* DATA SUPPLIED *
--- Begin ---

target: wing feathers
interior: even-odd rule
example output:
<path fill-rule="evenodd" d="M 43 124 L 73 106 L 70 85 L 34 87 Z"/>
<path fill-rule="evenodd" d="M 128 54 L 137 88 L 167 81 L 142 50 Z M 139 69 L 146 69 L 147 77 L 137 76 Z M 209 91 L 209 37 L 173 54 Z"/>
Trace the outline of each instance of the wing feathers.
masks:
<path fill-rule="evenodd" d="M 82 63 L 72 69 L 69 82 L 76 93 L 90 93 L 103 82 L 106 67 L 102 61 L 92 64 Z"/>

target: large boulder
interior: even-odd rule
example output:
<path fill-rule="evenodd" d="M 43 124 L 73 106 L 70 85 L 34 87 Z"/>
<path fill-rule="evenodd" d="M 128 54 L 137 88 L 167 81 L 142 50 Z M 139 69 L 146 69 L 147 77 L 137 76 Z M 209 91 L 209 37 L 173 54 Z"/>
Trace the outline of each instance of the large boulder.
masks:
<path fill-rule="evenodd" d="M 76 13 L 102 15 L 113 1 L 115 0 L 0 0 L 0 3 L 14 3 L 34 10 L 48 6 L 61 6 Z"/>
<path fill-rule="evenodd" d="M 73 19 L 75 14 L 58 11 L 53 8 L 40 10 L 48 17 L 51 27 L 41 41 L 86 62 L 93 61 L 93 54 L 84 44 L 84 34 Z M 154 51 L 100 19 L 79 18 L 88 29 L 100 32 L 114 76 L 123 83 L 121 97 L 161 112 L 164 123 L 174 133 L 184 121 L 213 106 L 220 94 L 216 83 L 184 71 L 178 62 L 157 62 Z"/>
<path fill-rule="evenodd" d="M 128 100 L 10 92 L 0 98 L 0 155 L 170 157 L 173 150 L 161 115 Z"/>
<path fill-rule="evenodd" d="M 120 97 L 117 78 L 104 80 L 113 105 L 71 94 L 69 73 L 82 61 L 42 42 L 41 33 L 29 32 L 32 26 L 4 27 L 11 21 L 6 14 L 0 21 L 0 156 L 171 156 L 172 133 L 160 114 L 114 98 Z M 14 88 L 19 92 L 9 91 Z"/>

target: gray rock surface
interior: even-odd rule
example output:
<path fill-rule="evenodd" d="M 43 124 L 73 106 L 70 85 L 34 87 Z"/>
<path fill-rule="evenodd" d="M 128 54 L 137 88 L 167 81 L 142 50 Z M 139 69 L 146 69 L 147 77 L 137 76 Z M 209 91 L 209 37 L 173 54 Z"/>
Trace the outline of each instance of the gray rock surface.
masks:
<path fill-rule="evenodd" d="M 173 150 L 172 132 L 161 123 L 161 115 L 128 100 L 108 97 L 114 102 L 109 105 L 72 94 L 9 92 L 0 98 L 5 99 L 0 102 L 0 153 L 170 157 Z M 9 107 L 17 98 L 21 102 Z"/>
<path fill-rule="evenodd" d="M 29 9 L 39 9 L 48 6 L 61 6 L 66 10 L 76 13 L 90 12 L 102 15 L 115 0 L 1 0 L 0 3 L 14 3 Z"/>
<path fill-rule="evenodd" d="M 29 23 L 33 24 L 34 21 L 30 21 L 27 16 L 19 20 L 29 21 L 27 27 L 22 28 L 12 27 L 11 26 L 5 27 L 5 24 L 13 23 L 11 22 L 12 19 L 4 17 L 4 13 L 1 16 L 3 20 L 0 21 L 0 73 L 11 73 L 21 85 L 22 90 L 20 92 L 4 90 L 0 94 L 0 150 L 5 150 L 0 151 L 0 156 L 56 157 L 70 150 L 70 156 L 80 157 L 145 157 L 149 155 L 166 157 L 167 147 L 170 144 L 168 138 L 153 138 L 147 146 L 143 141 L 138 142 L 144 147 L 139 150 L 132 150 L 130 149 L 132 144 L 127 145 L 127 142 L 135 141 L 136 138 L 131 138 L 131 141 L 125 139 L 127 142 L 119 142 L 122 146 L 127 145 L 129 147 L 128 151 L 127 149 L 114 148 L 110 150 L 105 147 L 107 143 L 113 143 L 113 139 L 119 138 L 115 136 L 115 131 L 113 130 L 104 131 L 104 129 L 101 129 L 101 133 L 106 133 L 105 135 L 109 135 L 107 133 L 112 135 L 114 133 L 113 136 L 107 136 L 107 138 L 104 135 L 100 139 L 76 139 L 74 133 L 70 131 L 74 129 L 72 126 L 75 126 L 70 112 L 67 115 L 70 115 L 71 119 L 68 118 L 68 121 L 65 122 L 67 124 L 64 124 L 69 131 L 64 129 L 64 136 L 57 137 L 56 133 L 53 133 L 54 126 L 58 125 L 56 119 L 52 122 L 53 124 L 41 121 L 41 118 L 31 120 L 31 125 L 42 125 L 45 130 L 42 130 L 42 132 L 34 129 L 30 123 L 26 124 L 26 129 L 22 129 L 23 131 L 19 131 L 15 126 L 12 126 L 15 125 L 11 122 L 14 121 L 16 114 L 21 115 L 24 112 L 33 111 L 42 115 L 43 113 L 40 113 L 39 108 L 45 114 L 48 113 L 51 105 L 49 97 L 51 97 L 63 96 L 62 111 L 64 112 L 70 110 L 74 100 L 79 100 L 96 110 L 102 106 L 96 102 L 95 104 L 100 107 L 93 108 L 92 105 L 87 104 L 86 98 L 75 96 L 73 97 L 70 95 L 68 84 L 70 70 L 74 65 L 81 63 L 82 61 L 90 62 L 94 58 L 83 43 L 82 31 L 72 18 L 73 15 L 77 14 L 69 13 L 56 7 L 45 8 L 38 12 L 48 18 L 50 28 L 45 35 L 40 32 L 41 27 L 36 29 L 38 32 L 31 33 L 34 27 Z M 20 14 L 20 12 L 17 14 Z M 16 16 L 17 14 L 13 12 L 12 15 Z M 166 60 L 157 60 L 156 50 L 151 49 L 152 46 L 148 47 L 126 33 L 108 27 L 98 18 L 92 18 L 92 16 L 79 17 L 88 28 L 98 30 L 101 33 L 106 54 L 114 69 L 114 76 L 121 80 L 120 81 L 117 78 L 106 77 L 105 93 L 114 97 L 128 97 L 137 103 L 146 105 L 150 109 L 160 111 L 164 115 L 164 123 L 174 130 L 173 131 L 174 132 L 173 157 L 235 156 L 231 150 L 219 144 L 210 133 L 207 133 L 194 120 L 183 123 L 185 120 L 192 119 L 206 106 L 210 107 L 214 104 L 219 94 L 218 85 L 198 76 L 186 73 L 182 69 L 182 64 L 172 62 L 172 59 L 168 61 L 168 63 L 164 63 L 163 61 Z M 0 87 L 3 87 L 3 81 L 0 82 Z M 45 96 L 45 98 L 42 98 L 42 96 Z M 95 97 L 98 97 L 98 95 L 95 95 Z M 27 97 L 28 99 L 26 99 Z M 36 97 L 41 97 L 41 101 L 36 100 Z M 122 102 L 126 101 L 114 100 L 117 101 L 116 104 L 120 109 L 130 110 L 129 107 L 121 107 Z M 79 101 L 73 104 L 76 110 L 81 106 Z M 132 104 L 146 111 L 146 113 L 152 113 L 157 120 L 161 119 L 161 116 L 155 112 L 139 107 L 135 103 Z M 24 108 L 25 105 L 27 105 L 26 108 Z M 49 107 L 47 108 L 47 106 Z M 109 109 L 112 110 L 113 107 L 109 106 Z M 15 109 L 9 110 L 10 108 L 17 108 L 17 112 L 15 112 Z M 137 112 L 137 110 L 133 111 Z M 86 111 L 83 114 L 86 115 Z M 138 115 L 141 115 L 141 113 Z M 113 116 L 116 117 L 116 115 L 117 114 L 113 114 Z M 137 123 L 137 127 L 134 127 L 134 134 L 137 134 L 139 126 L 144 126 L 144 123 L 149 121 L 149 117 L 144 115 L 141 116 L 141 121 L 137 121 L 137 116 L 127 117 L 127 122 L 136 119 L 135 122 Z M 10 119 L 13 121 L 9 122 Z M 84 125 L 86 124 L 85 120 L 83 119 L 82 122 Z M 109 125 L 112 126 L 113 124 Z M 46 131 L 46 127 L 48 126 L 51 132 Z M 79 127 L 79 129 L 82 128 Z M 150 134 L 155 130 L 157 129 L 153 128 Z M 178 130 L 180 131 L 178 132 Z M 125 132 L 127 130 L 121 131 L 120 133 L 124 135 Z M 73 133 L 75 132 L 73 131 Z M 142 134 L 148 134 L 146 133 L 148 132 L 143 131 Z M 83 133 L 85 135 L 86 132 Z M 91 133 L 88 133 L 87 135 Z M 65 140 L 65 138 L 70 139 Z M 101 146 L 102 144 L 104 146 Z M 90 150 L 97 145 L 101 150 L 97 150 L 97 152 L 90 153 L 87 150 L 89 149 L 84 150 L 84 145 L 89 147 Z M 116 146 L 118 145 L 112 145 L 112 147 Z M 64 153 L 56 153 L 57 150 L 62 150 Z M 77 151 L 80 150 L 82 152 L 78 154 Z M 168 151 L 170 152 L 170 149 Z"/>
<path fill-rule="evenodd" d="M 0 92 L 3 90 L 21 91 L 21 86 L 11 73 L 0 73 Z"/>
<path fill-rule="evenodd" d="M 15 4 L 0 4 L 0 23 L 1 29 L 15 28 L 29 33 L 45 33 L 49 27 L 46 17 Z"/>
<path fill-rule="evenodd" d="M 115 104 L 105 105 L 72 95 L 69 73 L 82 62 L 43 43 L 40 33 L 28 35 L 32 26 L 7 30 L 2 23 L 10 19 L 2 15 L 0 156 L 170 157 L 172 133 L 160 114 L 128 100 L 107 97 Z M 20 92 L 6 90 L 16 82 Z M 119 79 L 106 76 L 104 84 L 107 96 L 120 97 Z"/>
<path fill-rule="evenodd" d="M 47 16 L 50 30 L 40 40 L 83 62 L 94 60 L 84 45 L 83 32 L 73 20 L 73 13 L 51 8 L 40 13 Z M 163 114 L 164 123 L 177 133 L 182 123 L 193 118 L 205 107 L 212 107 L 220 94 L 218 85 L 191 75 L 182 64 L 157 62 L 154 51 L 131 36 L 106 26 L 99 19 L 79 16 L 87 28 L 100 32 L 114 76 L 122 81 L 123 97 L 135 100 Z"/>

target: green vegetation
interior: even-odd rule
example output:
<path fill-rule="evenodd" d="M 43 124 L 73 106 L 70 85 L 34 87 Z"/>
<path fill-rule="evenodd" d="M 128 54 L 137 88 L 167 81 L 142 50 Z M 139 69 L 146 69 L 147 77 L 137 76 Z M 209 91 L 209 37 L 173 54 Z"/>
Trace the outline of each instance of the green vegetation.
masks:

--- End ---

* TASK INSTRUCTIONS *
Please reproduce the lines above word for word, starting at the line that contains "target: large boulder" and stopping after the line that contains "120 97 L 117", with both of those lines included.

* CORRECT RESPONSE *
target: large boulder
interior: even-odd rule
example output:
<path fill-rule="evenodd" d="M 43 124 L 73 106 L 70 85 L 34 87 Z"/>
<path fill-rule="evenodd" d="M 128 54 L 137 88 L 167 81 L 142 50 Z M 139 69 L 146 69 L 147 77 L 137 76 Z M 209 91 L 209 37 L 173 54 Z"/>
Trace the outline of each instance of the large boulder.
masks:
<path fill-rule="evenodd" d="M 76 13 L 102 15 L 113 1 L 115 0 L 0 0 L 0 3 L 14 3 L 34 10 L 48 6 L 61 6 Z"/>
<path fill-rule="evenodd" d="M 73 19 L 75 14 L 58 11 L 53 8 L 40 10 L 48 17 L 51 27 L 41 41 L 86 62 L 93 61 L 93 54 L 84 44 L 84 34 Z M 154 51 L 100 19 L 79 18 L 88 29 L 100 32 L 114 76 L 123 83 L 121 97 L 161 112 L 164 123 L 174 133 L 184 121 L 213 106 L 220 94 L 216 83 L 184 71 L 178 62 L 157 62 Z"/>
<path fill-rule="evenodd" d="M 128 100 L 10 92 L 0 98 L 0 155 L 170 157 L 173 150 L 161 115 Z"/>
<path fill-rule="evenodd" d="M 120 97 L 117 78 L 104 80 L 113 105 L 71 94 L 69 73 L 82 61 L 42 42 L 41 33 L 29 32 L 32 26 L 4 27 L 11 21 L 6 14 L 0 21 L 0 156 L 171 156 L 172 133 L 160 114 L 114 98 Z M 14 88 L 19 92 L 9 91 Z"/>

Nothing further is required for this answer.